Please set down, exactly as written, the line containing "Mark the white" and every line after it through the end of the records.

──────── Provided information

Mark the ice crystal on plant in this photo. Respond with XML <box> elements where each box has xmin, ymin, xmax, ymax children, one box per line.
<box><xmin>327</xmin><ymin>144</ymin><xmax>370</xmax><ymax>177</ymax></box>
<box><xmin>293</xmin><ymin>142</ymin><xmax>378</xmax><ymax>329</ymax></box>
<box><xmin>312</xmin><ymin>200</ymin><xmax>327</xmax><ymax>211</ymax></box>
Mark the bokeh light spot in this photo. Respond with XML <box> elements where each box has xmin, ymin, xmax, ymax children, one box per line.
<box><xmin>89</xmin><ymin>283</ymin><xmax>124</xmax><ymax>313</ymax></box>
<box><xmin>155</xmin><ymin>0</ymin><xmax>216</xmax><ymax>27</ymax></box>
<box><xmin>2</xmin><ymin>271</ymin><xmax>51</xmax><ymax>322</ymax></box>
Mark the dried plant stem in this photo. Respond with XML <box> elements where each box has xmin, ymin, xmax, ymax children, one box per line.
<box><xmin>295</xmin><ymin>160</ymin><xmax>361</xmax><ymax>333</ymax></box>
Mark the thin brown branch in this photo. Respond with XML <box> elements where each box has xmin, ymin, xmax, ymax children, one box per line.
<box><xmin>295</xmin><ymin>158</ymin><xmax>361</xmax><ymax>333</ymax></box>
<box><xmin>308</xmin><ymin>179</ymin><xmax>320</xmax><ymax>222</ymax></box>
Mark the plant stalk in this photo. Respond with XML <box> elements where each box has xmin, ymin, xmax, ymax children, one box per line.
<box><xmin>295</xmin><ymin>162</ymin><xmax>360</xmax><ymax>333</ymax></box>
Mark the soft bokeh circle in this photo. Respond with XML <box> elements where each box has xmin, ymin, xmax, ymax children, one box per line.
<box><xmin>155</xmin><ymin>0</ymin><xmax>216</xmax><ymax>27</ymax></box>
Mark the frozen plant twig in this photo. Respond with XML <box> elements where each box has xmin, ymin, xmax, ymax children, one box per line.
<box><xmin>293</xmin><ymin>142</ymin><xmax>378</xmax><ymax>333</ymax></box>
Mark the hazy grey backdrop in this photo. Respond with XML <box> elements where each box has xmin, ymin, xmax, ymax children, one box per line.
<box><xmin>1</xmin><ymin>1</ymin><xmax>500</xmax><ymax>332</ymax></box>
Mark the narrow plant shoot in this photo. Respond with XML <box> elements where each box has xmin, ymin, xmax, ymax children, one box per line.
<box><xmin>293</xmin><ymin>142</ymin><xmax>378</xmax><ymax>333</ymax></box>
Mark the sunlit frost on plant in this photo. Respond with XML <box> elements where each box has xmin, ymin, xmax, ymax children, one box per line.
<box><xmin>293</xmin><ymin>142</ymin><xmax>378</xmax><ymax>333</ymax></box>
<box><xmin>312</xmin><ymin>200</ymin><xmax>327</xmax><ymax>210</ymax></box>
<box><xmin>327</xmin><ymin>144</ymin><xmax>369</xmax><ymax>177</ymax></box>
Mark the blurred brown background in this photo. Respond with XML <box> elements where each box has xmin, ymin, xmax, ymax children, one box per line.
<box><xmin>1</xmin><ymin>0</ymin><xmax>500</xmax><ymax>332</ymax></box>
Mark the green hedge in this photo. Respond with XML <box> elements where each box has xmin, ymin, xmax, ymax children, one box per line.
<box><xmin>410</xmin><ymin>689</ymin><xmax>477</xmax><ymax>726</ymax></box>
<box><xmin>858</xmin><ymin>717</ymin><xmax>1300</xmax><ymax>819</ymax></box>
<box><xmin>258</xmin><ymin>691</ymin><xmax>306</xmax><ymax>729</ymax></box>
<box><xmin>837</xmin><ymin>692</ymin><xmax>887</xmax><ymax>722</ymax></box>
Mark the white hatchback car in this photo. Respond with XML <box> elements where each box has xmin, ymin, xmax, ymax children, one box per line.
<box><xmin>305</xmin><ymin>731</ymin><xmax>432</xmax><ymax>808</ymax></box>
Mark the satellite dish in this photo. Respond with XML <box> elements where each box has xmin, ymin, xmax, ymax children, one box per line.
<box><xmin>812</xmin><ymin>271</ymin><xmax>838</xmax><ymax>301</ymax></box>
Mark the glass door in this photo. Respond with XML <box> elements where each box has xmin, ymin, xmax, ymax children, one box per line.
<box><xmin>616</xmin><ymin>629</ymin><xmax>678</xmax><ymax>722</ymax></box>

────────────────

Problem solution |
Mark the white hatchback car in this photo. Respond with XML <box> elements where each box has xmin, ymin, xmax, ymax children, one box per line.
<box><xmin>305</xmin><ymin>731</ymin><xmax>432</xmax><ymax>808</ymax></box>
Mark the satellite dish in this photo. Respond with XML <box> elements where each box has xmin, ymin, xmax, ymax children, one box per line.
<box><xmin>812</xmin><ymin>271</ymin><xmax>838</xmax><ymax>301</ymax></box>
Mark the glass door in this photo. Respond with XML <box> elements where each box has xmin, ymin, xmax, ymax children, one box per line.
<box><xmin>616</xmin><ymin>629</ymin><xmax>678</xmax><ymax>722</ymax></box>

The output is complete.